▶ **Tasks to carry out**
1. In the review passage on the Lord's Prayer, who hosts the Holy Post Podcast?
2. Reproduce the review passage on the Lord's Prayer from "Once again, the" to "outbreak of COVID-19.".

▶ **Excerpted passage**
=== Section Start ===
Read this entire review series here.
We have now come to the first petition in the Lord’s Prayer: “give us this day our daily bread.” Gonzalez writes, “interpreters generally agree that the bread of which Jesus speaks in this prayer has to do with the physical bread that nourishes us, as well as with all that it represents: physical sustenance, clothing, and so forth.”
Once again, the use of the word “us” is important here. When Christians seek God in prayer they pray as part of a global community of fellow believers. They ask not only for their own “daily bread,” but for the “daily bread” of others. Here is Gonzalez: “…when we ask for ‘our daily bread’ we are not asking only for ourselves, nor even for our sisters and brothers in the church, but for the entire human race , even those who may not know our Lord.”
This makes the patriotic and political prayers of many conservative evangelicals so disturbing. Americans a literally lining-up for food. People can’t pay their bills and provide for their families. And let’s not forget that global poverty and starvation existed well before the outbreak of COVID-19.
We are living in a moment when Christians should be praying over and over and over again: “give us this day our daily bread.” Yet Christians around the United States are gathering–in person and on ZOOM–to pray that God would overturn an election, protect their rights, and help them get back on their Twitter and Facebook accounts. They are praying against those trying to “cancel” them. What if evangelicals gathered by the thousands in Washington D.C. to pray for the poor, suffering, and hungry?
The Lord’s Prayer continues with “forgive us our trespasses as we forgive those who trespass against us.” An essential part of prayer is confession and repentance. Recently on the Holy Post Podcast, host Skye Jethani made a point that resonated with me. He asked how my evangelical churches have corporate confession and repentance as part of their services. While confession and repentance is a vital part of mainline Protestant and Catholic services, these Christian practices are often absent from evangelical worship. This is probably because many American evangelicals believe that they nothing to confess or repent over at a corporate level.
=== Section End ===
▶ **Supplied information**
=== Section Start ===
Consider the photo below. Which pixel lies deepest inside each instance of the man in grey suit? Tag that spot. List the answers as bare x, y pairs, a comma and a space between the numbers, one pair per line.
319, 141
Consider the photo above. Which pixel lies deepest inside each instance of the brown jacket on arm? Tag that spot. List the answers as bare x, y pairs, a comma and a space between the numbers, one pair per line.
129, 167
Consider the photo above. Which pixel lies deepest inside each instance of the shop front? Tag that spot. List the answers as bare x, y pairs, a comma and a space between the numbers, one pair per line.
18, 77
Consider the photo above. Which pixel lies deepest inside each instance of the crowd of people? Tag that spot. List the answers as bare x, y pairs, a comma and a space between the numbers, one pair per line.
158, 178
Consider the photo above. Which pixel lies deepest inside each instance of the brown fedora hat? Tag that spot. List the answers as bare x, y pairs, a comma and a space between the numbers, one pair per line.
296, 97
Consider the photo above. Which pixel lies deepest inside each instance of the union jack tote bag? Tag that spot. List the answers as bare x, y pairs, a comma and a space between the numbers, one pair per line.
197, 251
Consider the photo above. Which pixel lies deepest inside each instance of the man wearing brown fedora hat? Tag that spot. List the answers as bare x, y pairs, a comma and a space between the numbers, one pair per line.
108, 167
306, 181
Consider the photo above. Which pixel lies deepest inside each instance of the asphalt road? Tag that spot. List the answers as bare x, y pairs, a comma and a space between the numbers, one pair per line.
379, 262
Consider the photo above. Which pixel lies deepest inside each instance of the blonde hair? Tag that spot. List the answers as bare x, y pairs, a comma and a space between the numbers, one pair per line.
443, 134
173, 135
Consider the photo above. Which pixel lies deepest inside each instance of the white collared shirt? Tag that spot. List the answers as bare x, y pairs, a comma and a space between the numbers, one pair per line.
=== Section End ===
▶ **Task solutions**
1. Skye Jethani

2.
Once again, the use of the word “us” is important here. When Christians seek God in prayer they pray as part of a global community of fellow believers. They ask not only for their own “daily bread,” but for the “daily bread” of others. Here is Gonzalez: “…when we ask for ‘our daily bread’ we are not asking only for ourselves, nor even for our sisters and brothers in the church, but for the entire human race , even those who may not know our Lord.”
This makes the patriotic and political prayers of many conservative evangelicals so disturbing. Americans a literally lining-up for food. People can’t pay their bills and provide for their families. And let’s not forget that global poverty and starvation existed well before the outbreak of COVID-19.